====== 文書抜粋

「道徳の時間」学習指導案
指導者 藤 野 賢 二
平 田 洋 一
1.日 時
平成17年 9月20日(火)
第6校時
2.学 年
第3学年A組
(男子15名 女子14名 計29名)
3.主題名
人間としての生きる喜び 3−(3)
4.ねらい
人間の心の弱さや醜さを自分の問題として捉え,それを克服する強さや気高さがあることに気づかせ,人間としての生きる喜びの大切さを自覚させる。
5.資料名 償い (詩)
6.主題設定の理由
(1)主題観
中学生の時期は,人間が困難に直面したとき,それを克服する強さや気高さを持つと共に,弱さや醜さも同時にもっていることを理解できるようになってきている。そこでこのような時期を捉え,ありのままの人間の姿を率直に受け止め,共感的に理解し,温かい態度で接することの大切さを考えさせたい。前向きで誠実に生きる人間の姿に接することで,人間としての生きる喜びを味わわせることができる。
(2)生徒観
人間が生きていくためには,自ら考え,判断し,実行し,自分の行為の結果に責任をもち,自己の生き方に誇りをもって生きて行くことが必要である。誰しも過ちを犯してしまうものである。過ちを犯してしまったと認識したときどう対処するかで,その人の価値が決まってくる。

============
====== 提示情報

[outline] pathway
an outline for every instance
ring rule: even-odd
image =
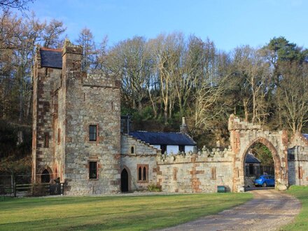
[[[300,202],[286,193],[274,189],[250,192],[254,199],[242,205],[163,230],[274,230],[300,212]]]

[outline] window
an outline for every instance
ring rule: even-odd
[[[49,148],[49,133],[44,134],[44,148]]]
[[[178,146],[178,151],[180,153],[185,153],[185,145],[179,145]]]
[[[298,167],[298,178],[302,179],[302,167]]]
[[[89,178],[97,179],[97,162],[89,162]]]
[[[216,167],[211,167],[211,180],[216,180]]]
[[[146,168],[144,167],[144,177],[142,178],[143,181],[146,181]]]
[[[138,182],[148,183],[148,164],[137,164]]]
[[[142,181],[142,169],[141,167],[138,168],[138,181]]]
[[[162,150],[162,154],[164,154],[164,153],[167,152],[167,145],[160,145],[160,150]]]
[[[89,126],[89,141],[97,141],[97,125],[90,125]]]
[[[253,164],[249,164],[249,176],[253,176],[254,174],[254,171],[253,171]]]

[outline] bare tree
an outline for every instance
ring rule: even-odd
[[[90,72],[91,69],[96,69],[97,50],[91,31],[86,27],[83,28],[79,33],[76,42],[83,47],[82,70]]]
[[[44,47],[55,48],[62,46],[62,44],[59,44],[59,36],[66,29],[66,28],[63,26],[63,22],[52,20],[44,29],[43,36]]]
[[[308,66],[298,62],[281,64],[282,75],[277,89],[279,106],[283,119],[292,132],[300,132],[308,122]]]
[[[233,80],[236,91],[242,101],[245,121],[251,115],[251,122],[262,122],[268,113],[268,104],[264,100],[270,80],[268,64],[258,50],[249,46],[235,49]]]

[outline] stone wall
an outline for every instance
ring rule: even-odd
[[[232,186],[232,152],[230,149],[204,148],[198,153],[160,155],[158,182],[162,190],[176,192],[214,192],[218,186],[227,191]]]
[[[129,191],[146,190],[149,184],[157,183],[156,157],[159,153],[160,150],[148,144],[131,136],[121,136],[121,171],[125,169],[129,174]],[[138,180],[139,166],[147,167],[145,181]]]
[[[40,174],[48,170],[51,178],[53,169],[55,134],[52,130],[52,97],[55,80],[61,69],[41,66],[40,48],[36,52],[33,85],[32,181],[41,182]]]
[[[260,126],[241,121],[231,115],[228,130],[233,152],[233,191],[244,186],[244,161],[251,147],[261,143],[272,153],[275,168],[276,185],[288,185],[288,134],[286,131],[264,130]]]
[[[67,42],[67,41],[66,41]],[[64,176],[66,194],[88,195],[120,190],[120,85],[113,76],[80,72],[81,48],[67,43],[63,51],[66,82]],[[89,141],[96,125],[97,141]],[[97,162],[97,178],[89,177],[90,162]]]
[[[308,140],[302,134],[291,138],[288,157],[289,184],[308,186]]]

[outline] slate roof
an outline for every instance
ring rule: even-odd
[[[188,134],[181,132],[132,132],[130,135],[150,144],[189,145],[196,143]]]
[[[41,66],[62,68],[62,52],[61,50],[41,48]]]
[[[245,162],[247,164],[260,164],[261,162],[253,154],[248,153],[246,156]]]

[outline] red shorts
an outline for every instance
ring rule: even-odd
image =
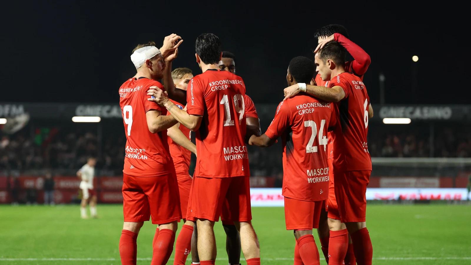
[[[195,177],[190,198],[187,220],[219,221],[226,200],[231,220],[248,222],[252,219],[249,177]]]
[[[335,191],[334,190],[333,168],[332,166],[332,159],[327,159],[329,163],[329,197],[325,200],[325,211],[327,212],[327,217],[336,220],[340,220],[340,215],[339,214],[339,207],[337,205],[337,200],[335,199]]]
[[[124,222],[162,224],[181,219],[177,179],[173,174],[158,177],[133,177],[123,174]]]
[[[222,205],[222,211],[221,212],[221,222],[224,225],[234,225],[234,222],[232,221],[231,212],[229,210],[229,201],[226,199]]]
[[[319,227],[323,200],[311,201],[284,197],[284,221],[286,230]]]
[[[178,190],[180,193],[180,209],[181,210],[182,217],[185,219],[187,219],[188,199],[190,197],[192,181],[193,179],[187,172],[185,174],[177,174],[177,182],[178,182]]]
[[[371,170],[335,173],[334,190],[342,223],[366,221],[366,186],[371,174]]]

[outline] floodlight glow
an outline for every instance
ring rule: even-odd
[[[384,118],[383,119],[384,124],[409,124],[411,123],[411,119],[409,118]]]
[[[96,116],[75,116],[72,117],[74,123],[99,123],[101,118]]]

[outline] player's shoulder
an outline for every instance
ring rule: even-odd
[[[153,80],[152,79],[147,79],[146,82],[145,83],[146,87],[151,87],[151,86],[157,86],[161,89],[164,89],[163,88],[163,85],[159,81],[156,81],[155,80]]]
[[[173,104],[175,104],[175,106],[176,106],[177,107],[178,107],[180,109],[183,109],[183,108],[185,108],[185,106],[183,106],[183,104],[181,104],[181,103],[180,103],[179,102],[178,102],[177,101],[176,101],[174,100],[173,99],[170,99],[170,101],[171,101]],[[169,115],[170,115],[170,111],[168,112],[168,113]]]
[[[246,100],[249,100],[249,101],[250,101],[251,102],[253,102],[253,100],[252,100],[252,98],[251,98],[247,94],[244,94],[244,99],[245,99]]]
[[[358,76],[353,74],[344,72],[333,76],[331,80],[331,83],[333,85],[335,85],[336,83],[338,84],[342,83],[349,83],[351,81],[357,80],[357,79],[358,79]]]

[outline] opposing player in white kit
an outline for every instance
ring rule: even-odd
[[[95,176],[95,166],[97,159],[89,157],[87,164],[77,172],[77,176],[82,181],[80,182],[80,189],[82,190],[82,202],[80,204],[80,215],[83,219],[87,216],[87,204],[89,203],[90,215],[97,218],[97,194],[93,189],[93,177]]]

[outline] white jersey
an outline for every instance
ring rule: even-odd
[[[88,164],[79,170],[82,174],[82,181],[80,182],[80,188],[93,189],[93,177],[95,175],[95,167],[90,166]]]

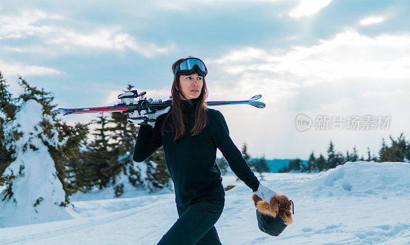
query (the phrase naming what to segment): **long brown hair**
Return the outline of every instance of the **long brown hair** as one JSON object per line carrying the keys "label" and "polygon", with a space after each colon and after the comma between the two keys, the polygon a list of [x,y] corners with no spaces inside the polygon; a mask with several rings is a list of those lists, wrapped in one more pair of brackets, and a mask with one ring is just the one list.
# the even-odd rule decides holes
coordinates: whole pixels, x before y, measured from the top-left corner
{"label": "long brown hair", "polygon": [[[192,57],[193,57],[188,56],[187,58]],[[175,70],[176,66],[184,59],[179,59],[172,64],[173,74]],[[175,137],[174,138],[174,141],[185,136],[185,123],[183,120],[181,102],[182,99],[181,98],[183,98],[190,104],[193,105],[192,103],[181,92],[181,89],[179,87],[180,76],[180,75],[177,74],[174,78],[174,81],[172,83],[172,88],[171,89],[171,93],[172,95],[172,108],[171,109],[171,111],[170,111],[170,113],[167,115],[165,122],[162,124],[161,130],[162,133],[163,134],[164,128],[166,124],[165,122],[167,121],[168,117],[170,115],[172,115],[173,131],[174,129],[175,129],[176,131]],[[207,107],[207,104],[205,103],[205,99],[206,99],[208,96],[208,90],[207,88],[207,84],[205,83],[205,77],[203,77],[202,81],[203,85],[202,90],[201,90],[201,93],[199,94],[199,96],[198,97],[198,103],[196,104],[196,107],[195,108],[195,125],[192,129],[190,131],[192,135],[197,135],[199,134],[208,124],[208,107]]]}

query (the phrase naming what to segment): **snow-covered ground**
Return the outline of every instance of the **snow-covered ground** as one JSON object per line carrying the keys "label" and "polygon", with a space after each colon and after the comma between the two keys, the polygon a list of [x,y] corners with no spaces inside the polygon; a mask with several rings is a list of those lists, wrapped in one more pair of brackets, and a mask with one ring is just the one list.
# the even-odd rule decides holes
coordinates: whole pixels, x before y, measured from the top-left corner
{"label": "snow-covered ground", "polygon": [[[295,202],[294,223],[277,237],[258,230],[251,190],[224,176],[224,186],[237,186],[227,192],[215,226],[224,244],[410,244],[409,176],[410,164],[367,162],[320,173],[264,174],[264,185]],[[172,193],[112,195],[73,197],[82,218],[0,229],[0,244],[155,244],[178,217]]]}

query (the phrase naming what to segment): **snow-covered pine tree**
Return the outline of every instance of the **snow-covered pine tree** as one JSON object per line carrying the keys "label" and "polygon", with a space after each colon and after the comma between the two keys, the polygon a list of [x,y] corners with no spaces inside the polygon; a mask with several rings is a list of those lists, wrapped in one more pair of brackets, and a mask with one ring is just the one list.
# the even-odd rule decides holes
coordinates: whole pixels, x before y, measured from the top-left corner
{"label": "snow-covered pine tree", "polygon": [[49,148],[55,163],[55,167],[62,181],[67,197],[77,191],[83,191],[84,174],[81,171],[84,164],[83,149],[85,148],[89,133],[89,124],[76,122],[68,125],[57,120],[55,127],[58,138],[65,144],[58,149]]}
{"label": "snow-covered pine tree", "polygon": [[0,227],[72,218],[68,200],[49,149],[64,144],[54,125],[51,93],[31,87],[21,76],[20,105],[4,127],[5,137],[15,157],[2,177],[7,188],[0,193]]}
{"label": "snow-covered pine tree", "polygon": [[[14,153],[12,147],[6,148],[6,145],[9,142],[6,141],[3,130],[3,125],[14,118],[16,109],[11,94],[7,90],[9,86],[0,71],[0,176],[13,161],[12,155]],[[0,185],[2,183],[2,179],[0,178]]]}
{"label": "snow-covered pine tree", "polygon": [[316,158],[315,157],[315,153],[312,151],[312,153],[309,156],[309,159],[308,159],[308,165],[304,168],[304,171],[310,173],[311,172],[315,172],[317,170],[317,166],[316,166]]}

============

課題 1 — 道徳の学習指導案において、本時で用いる資料の名称とその種類は何ですか。
課題 2 — 道徳の学習指導案の続きを、最後の文の後から書き進めてください。

解答 1 — 資料名は「償い」で、詩です。

解答 2 —
本学級の生徒は,明るく活発な生徒が多い。反面,思慮深さに欠け,相手を傷つける言動もみられる。そこで,本資料「償い」に出てくる登場人物の行為から,ありのままの人間の姿を受け止め,共感的に理解し,犯してしまった過ちを償う努力の大切さについて考えさせたいと思う。また,過ちを過ちとして認め合うなかから相手を尊重し,クラスの目標でもある真の友情を築かせたい。
(3)指導観
本資料は,交通事故の加害者になった「ゆうちゃん」を友人の立場で歌い上げた,さだまさしの曲である。被害者と加害者の思いと命の尊さ,罪を犯すことの重さ,誠実に前向きに生きる人間としての在り方など考えさせられる内容が多く含まれている。ここでは,人間の優しさと温かさを感じ,人間の弱さ・醜さを克服して生きていく「ゆうちゃん」の生き方に視点を当て,誇りと希望をもって生きる大切さを感じさせたい。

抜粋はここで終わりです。